• _TASK TO COMPLETE_: Carry on the email exchange about building micromouse maze walls, picking up right after its final words.

• _EXCERPTED PASSAGE_:
>> START

See <<comments>> below and at the end.

-----Original Message-----
From: Peter Harrison [mailto:Peter.Harrison@cannock.ac.uk]
Sent: Tuesday, 13 June 2000 20:32
To: micromouse@dcs.rhbnc.ac.uk
Subject: RE: Maze building


At 02:49 PM 6/13/00 +1000, you wrote:

>To summarise:  Three lengths of wall.  "Shorts" are the length of a
peg-maze
>wall, "Mediums" are a wall plus a peg - i.e. 18cm less 1mm tolerance.
>"Longs" are a wall plus two virtual pegs, i.e. 19.2 cm.  Walls are held in
>place by pins sticking downwards near the ends which slot into 3mm holes in
>the plain base.
>

Do you have the short walls locating into the virtual pegs or do they
require pins into the floor? <<All the walls use pins into the floor.>>



presumably, if they were to locate into the floor, you would need a cluster
of four holes in the floor about each peg position. There would be no hole
at the actual peg position.

<<That's right.  Also, around the perimeter they are clusters of only three
holes.  Since they are simple 3mm holes drilled with a "turned backwards"

>> END

• _DATA_:
>> START

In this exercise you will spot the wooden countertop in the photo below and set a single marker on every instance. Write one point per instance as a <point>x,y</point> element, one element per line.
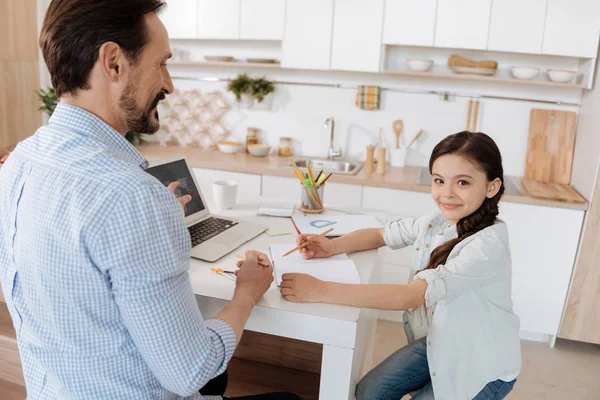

>> END

• _EXERCISE RESULT_:
pedestal (The lightweight tinny sort you can add to cheap electric drills)
and with the use of a template, they take no more than a couple of seconds
each to drill.

The pin separation is 155 mm in every length of wall and the 'diamond
cluster' lies on a 25mm diameter circle centred at the 'virtual post'.
There is no post hole.  This leaves a 'bare' hole in the running surface,
but few if any mice will run with wheels within 6mm of the wall - not
intentionally, anyway!

In shorts and longs, the pins are symmetrically placed.  In mediums they are
displaced by the width of the virtual post.

Short     ---------------------------------
          | O                            O |  167 mm total 
          --------------------------------- 
          6mm        155 mm              6mm

Medium    ------------------------------------
          | O                            O    |  179.5 mm total 
          ------------------------------------ 
          6mm        155 mm               18.5 mm

Long   ---------------------------------------
       |    O                            O    |  192 mm total 
       --------------------------------------- 
       18.5mm        155 mm               18.5mm



             |   |
             | 0 |
-------------+   +--------
           0 |   | 0
-------------+---+--------
               0

            |<25mm>|


(Apologies if you are using a variable pitch font to view this.)

While I think I like the variable length wall, it makes for more
complicated manufacture <<No way!!>> and, perhaps, more drilling of locating
holes.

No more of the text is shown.